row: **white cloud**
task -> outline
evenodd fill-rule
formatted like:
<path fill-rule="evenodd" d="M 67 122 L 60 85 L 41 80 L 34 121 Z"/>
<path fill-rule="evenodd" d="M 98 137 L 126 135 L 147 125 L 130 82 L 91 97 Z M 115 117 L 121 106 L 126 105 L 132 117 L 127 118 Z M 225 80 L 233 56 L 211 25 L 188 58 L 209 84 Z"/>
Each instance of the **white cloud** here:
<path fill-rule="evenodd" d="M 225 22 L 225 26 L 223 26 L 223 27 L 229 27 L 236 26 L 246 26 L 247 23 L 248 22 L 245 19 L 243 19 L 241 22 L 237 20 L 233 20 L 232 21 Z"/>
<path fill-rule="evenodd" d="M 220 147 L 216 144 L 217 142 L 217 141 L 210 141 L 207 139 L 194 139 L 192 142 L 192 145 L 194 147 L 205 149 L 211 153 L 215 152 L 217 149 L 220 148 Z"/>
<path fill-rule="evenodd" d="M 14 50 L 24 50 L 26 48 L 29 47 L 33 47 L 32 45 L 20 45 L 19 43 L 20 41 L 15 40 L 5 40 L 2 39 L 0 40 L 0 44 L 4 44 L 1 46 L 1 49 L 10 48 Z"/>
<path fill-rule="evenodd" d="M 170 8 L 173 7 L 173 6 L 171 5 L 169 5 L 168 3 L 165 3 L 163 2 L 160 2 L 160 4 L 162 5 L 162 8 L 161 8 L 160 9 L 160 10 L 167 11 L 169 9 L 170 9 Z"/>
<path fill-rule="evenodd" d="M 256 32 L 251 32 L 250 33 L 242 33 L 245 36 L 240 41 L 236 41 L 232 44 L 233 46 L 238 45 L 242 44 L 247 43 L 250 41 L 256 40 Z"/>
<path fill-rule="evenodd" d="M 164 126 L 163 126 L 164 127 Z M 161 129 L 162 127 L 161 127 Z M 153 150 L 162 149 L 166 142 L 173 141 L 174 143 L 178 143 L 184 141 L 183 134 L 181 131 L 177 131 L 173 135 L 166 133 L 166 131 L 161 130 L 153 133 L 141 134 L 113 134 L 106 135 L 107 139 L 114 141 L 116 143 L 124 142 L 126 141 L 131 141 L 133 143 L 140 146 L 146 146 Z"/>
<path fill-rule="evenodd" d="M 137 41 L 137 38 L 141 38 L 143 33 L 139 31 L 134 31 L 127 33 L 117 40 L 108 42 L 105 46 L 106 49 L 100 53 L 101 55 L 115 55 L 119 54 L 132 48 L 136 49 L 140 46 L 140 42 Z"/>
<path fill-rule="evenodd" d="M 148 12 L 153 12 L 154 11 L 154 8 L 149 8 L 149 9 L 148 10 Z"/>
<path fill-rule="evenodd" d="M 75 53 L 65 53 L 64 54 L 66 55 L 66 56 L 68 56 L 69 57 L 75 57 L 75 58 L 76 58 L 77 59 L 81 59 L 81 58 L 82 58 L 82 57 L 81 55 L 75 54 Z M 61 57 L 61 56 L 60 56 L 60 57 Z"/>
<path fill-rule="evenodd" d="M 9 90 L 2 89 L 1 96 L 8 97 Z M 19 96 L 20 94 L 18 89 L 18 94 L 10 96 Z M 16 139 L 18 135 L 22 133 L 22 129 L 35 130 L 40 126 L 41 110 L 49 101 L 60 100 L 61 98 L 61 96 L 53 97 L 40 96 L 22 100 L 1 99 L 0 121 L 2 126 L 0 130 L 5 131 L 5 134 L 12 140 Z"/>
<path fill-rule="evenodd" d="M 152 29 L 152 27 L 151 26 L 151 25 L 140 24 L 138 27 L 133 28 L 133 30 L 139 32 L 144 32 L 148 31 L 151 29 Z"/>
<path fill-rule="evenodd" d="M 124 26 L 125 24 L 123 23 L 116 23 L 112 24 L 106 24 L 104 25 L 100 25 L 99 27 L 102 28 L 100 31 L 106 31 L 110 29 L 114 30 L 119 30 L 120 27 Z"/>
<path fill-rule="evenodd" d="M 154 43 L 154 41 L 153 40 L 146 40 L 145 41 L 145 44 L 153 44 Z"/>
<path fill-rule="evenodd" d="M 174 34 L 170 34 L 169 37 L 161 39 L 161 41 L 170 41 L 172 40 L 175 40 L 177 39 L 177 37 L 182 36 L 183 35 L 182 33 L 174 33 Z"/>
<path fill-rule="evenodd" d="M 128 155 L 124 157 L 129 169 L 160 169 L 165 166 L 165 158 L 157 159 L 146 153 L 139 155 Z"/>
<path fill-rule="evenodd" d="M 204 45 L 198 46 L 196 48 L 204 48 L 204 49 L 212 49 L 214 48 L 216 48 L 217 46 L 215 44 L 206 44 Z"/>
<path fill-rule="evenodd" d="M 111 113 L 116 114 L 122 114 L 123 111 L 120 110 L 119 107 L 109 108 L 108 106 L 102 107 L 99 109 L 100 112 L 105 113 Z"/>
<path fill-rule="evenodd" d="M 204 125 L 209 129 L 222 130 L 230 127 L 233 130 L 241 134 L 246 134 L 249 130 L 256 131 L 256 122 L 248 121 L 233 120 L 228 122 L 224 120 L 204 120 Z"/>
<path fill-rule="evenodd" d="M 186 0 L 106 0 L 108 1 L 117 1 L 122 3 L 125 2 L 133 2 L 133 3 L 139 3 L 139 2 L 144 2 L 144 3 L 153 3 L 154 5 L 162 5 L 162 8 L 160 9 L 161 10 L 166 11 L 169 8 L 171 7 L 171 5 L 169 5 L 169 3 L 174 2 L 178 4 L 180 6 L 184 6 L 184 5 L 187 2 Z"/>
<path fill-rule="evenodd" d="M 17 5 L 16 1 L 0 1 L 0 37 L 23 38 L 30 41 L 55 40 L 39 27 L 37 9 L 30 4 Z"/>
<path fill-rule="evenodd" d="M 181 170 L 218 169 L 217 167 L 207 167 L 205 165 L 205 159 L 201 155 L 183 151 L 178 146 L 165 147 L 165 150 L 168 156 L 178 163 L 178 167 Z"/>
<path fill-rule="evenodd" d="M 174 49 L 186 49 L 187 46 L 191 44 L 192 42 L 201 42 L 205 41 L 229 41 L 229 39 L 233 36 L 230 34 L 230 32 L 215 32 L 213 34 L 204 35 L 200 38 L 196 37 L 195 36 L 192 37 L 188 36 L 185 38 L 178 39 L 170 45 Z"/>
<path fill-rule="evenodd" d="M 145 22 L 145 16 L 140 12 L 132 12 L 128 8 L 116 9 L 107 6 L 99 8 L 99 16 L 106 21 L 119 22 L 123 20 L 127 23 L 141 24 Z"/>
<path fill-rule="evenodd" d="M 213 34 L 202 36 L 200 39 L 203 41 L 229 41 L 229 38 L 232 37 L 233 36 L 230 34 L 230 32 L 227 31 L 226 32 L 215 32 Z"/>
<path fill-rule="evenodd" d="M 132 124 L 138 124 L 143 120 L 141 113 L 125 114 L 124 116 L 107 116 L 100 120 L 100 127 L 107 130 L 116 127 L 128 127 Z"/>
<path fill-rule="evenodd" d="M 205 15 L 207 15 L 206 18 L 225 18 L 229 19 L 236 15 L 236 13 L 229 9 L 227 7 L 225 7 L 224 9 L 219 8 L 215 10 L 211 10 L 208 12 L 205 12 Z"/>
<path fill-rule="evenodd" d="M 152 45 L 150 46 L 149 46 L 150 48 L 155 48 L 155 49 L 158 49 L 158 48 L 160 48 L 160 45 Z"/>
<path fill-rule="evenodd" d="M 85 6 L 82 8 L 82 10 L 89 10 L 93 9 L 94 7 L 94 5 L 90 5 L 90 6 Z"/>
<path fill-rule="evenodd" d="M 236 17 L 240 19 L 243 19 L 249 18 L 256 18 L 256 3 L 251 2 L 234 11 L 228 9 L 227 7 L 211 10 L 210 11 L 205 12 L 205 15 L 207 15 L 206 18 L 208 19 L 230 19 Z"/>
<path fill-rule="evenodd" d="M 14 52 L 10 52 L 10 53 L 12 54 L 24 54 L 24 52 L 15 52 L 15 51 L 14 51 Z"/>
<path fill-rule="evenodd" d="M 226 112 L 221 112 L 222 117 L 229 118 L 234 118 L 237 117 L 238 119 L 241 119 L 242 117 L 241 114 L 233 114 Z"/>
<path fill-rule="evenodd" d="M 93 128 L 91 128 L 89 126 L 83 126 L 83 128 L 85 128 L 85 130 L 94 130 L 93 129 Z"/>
····················
__Written problem__: Repeat the material verbatim from its first line through the line containing "98 137 L 126", including both of those lines.

__Answer for the task__:
row: **white cloud**
task -> outline
evenodd fill-rule
formatted like:
<path fill-rule="evenodd" d="M 67 122 L 60 85 L 41 80 L 34 121 Z"/>
<path fill-rule="evenodd" d="M 98 137 L 126 135 L 147 125 L 130 82 L 91 97 Z M 115 117 L 121 106 L 126 105 L 132 117 L 127 118 Z M 225 80 L 233 56 L 211 25 L 188 58 L 209 84 Z"/>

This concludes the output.